- **Consigne**
Relevez chaque ligne des items qui contient le mot « search ». Tenez compte de la casse.

- **Données enregistrées**
┌────────

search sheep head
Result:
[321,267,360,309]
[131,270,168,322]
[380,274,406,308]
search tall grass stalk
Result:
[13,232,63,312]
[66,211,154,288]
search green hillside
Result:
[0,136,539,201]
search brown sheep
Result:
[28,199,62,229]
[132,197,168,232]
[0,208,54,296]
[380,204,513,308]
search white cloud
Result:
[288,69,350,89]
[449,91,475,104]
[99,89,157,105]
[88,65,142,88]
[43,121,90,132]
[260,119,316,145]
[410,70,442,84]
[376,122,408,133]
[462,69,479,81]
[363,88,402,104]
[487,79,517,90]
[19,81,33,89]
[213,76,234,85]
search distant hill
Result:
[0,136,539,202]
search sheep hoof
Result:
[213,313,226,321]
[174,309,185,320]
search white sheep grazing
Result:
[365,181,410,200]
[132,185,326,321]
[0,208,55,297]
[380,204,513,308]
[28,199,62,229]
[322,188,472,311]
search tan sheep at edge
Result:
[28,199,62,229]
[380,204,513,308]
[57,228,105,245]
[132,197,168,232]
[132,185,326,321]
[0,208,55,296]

└────────
┌────────

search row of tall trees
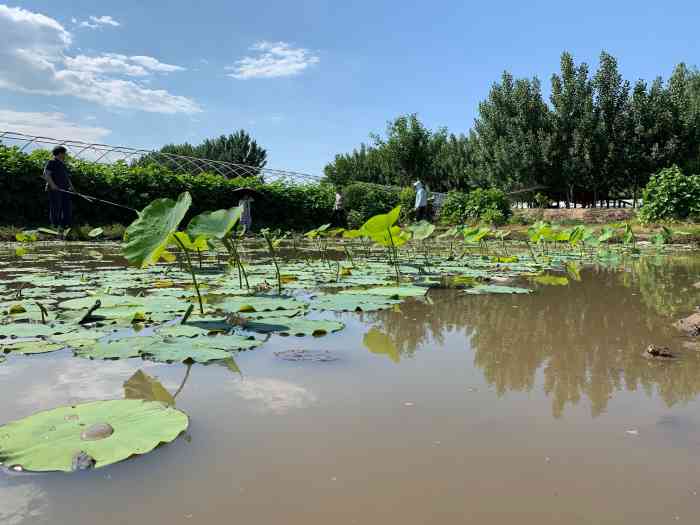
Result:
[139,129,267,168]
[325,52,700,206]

└────────
┌────────

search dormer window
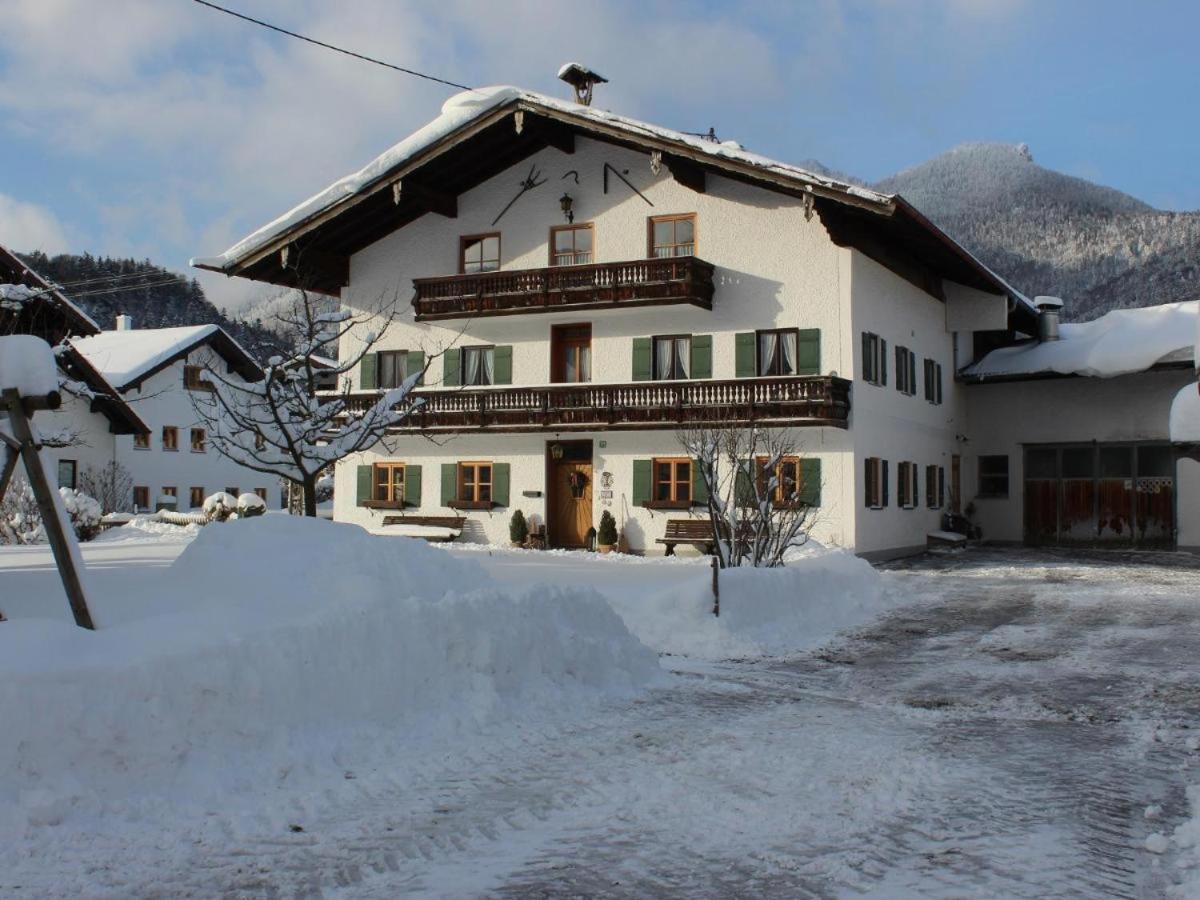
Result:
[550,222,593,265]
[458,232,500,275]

└────────

- **Corrigé**
search sheep head
search tall grass stalk
search green hillside
search brown sheep
search white cloud
search distant hill
search sheep hoof
search white sheep grazing
search tan sheep at edge
search row of tall trees
search dormer window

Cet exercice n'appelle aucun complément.